Exercise directions – Write out the whole listing again, exactly as given.

Exercise data –
______________________________
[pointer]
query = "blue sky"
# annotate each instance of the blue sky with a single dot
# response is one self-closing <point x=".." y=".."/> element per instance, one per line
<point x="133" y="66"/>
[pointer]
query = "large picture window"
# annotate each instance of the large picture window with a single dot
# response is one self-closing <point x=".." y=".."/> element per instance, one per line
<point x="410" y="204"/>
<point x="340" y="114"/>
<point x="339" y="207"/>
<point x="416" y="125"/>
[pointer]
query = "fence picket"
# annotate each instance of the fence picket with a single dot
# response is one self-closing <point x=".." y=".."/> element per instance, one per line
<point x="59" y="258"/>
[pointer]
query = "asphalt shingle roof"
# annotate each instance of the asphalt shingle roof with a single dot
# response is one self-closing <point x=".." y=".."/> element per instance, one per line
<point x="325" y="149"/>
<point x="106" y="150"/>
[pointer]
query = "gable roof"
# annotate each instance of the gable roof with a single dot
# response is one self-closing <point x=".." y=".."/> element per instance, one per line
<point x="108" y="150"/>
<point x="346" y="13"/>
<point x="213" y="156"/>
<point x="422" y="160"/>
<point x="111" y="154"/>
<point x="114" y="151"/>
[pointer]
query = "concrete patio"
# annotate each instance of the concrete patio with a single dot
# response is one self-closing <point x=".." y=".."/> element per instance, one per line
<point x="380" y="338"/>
______________________________
Complete output –
[pointer]
query = "blue sky"
# annotate each instance of the blue sky with a single dot
# response is one self-closing <point x=".." y=".."/> element per instance, one per line
<point x="133" y="66"/>
[pointer]
query = "large picture window"
# annotate each instance of the large picture window with a single dot
# response is one self-closing <point x=".." y=".."/> element per instance, one per line
<point x="410" y="204"/>
<point x="340" y="114"/>
<point x="339" y="207"/>
<point x="416" y="125"/>
[pointer]
query = "fence picket"
# annotate each instance of the fence picket with a single dot
# response is one self-closing <point x=".." y=".."/> element per instance, one per line
<point x="59" y="258"/>
[pointer]
query = "asphalt shingle roof"
# annotate each instance of the asphalt shingle roof with a single dot
# response is one self-closing <point x=".." y=".."/> element per instance, one per line
<point x="325" y="149"/>
<point x="106" y="150"/>
[pointer]
query = "gable roof"
# annotate each instance of the gable roof with a single dot
# response is one self-closing <point x=".." y=".."/> element per instance, one per line
<point x="108" y="150"/>
<point x="346" y="13"/>
<point x="213" y="156"/>
<point x="422" y="160"/>
<point x="111" y="154"/>
<point x="114" y="151"/>
[pointer]
query = "concrete patio"
# annotate each instance of the concrete patio with a single dot
# response is one self-closing <point x=".." y=".."/> element per instance, one per line
<point x="380" y="338"/>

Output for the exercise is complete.